World Sailing Speed Record Council
- Formation: 1972
- Website: http://www.sailspeedrecords.com/

= World Sailing Speed Record Council =

Sailing record keeping organization

The World Sailing Speed Record Council (WSSRC) was founded in 1972, initially to ratify records at the inaugural Weymouth Speed Week held every year since in Portland Harbor.The WSSRC is the body authorized by the World Sailing (formerly International Sailing Federation, International Yacht Racing Union) to confirm speed records of sailing craft (boats, windsurfers and kitesurfers) on water (not on ice or land). In the early years the council only dealt with claims of speed records on a one-way leg of 500 metres. Since 1988 the WSSRC is also responsible for offshore sailing records, because there were several controversial claims about the times of long voyages. The first records recorded in 1972 were the Outright record of Sir Timothy Colman, Crossbow, 26.30 knots (D class); Icarus 21.6 knots (B class); Mayfly 16.40 knots and Lief Wagner Smitt, windsurfer 13.6 knots.

Given exercise:
Continue the World Sailing Speed Record Council text from its last sentence. The records aren't needed for this work.

Records from an annotation dataset:

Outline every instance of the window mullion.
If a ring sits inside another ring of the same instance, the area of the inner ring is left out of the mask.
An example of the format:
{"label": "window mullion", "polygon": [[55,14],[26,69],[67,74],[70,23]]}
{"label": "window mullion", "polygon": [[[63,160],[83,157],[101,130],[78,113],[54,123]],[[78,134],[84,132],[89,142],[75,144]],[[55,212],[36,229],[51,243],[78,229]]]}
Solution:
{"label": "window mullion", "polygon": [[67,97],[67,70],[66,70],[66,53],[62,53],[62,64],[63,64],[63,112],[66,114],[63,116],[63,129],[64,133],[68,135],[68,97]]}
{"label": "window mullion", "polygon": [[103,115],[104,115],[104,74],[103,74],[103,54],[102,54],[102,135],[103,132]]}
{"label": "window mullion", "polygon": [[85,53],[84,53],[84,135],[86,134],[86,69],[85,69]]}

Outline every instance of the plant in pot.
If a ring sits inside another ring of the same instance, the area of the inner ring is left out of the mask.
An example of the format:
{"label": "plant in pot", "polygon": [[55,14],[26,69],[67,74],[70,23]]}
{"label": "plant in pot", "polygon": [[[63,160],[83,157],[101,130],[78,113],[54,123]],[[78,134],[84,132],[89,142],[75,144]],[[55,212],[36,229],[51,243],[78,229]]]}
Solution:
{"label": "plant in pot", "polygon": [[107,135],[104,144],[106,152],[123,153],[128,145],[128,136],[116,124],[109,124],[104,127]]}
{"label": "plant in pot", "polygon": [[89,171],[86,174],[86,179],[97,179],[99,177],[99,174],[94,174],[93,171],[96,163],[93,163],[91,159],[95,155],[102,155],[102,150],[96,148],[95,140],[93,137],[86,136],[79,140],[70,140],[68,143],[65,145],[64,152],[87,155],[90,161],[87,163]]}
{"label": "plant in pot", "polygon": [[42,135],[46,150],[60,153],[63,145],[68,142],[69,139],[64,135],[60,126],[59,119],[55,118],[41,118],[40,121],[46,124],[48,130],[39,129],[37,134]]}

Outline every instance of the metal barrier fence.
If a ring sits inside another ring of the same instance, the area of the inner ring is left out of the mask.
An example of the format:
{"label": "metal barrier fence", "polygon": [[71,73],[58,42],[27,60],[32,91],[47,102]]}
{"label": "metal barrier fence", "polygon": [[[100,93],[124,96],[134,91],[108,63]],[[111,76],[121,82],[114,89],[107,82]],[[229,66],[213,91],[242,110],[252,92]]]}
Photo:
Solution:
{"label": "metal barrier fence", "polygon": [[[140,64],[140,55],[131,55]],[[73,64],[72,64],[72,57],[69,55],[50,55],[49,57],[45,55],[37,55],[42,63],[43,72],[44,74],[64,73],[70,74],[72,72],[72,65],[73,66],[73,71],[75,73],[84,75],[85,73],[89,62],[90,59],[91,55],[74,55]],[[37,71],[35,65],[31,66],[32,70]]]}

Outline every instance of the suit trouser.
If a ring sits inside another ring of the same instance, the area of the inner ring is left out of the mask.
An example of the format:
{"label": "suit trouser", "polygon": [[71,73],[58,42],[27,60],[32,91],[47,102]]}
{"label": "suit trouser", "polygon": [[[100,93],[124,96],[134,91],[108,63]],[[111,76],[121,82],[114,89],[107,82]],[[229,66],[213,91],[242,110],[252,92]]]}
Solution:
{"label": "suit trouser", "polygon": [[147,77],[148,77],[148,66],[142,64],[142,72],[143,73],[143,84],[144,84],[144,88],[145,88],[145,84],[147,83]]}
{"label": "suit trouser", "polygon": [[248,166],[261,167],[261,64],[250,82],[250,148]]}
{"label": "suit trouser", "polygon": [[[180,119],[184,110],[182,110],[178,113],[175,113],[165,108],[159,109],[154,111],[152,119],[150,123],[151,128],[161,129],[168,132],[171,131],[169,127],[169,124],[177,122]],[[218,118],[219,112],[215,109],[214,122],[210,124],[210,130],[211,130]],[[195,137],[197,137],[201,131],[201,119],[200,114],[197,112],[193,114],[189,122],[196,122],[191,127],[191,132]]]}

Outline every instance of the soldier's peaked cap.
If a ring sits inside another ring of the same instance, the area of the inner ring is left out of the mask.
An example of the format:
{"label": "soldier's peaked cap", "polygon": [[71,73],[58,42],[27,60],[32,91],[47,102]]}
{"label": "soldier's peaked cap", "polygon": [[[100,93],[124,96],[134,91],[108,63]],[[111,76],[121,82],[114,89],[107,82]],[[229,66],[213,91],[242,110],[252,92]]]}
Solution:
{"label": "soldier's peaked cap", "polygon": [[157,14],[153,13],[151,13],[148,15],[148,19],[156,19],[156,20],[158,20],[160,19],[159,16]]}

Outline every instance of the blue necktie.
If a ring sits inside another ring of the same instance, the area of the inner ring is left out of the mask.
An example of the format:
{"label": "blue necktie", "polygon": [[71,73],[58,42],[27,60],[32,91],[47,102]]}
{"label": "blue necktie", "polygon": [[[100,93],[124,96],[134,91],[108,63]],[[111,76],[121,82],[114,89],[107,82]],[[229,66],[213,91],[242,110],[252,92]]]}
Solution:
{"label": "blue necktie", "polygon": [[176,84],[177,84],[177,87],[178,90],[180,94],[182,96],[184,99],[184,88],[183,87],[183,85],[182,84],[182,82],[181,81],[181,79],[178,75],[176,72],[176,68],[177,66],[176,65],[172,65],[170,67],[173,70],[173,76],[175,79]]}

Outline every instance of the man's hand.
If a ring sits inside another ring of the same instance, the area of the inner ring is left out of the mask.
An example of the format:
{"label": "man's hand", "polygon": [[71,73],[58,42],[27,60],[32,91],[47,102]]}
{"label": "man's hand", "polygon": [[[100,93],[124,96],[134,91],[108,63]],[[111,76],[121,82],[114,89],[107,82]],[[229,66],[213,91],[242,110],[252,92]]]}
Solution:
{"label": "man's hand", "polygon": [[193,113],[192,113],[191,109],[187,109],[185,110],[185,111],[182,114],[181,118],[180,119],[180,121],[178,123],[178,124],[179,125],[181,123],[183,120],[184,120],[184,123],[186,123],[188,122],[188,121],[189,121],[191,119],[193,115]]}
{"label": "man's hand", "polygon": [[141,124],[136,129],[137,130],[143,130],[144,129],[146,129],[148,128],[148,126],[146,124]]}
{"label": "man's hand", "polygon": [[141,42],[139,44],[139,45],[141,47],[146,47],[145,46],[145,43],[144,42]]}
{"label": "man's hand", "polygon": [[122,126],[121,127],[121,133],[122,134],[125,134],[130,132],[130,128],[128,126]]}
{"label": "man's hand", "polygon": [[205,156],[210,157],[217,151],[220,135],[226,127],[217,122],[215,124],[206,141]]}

Result of this task:
One or more meetings were held every year and since 2001 the council has had a permanent secretariat. Members of the expert council from Australia, France, Great Britain and the U.S. assess record claims. Record holders and their times are listed. WSSRC also issues Performance Certificates to sailors who wish to be officially timed over accepted courses without breaking records.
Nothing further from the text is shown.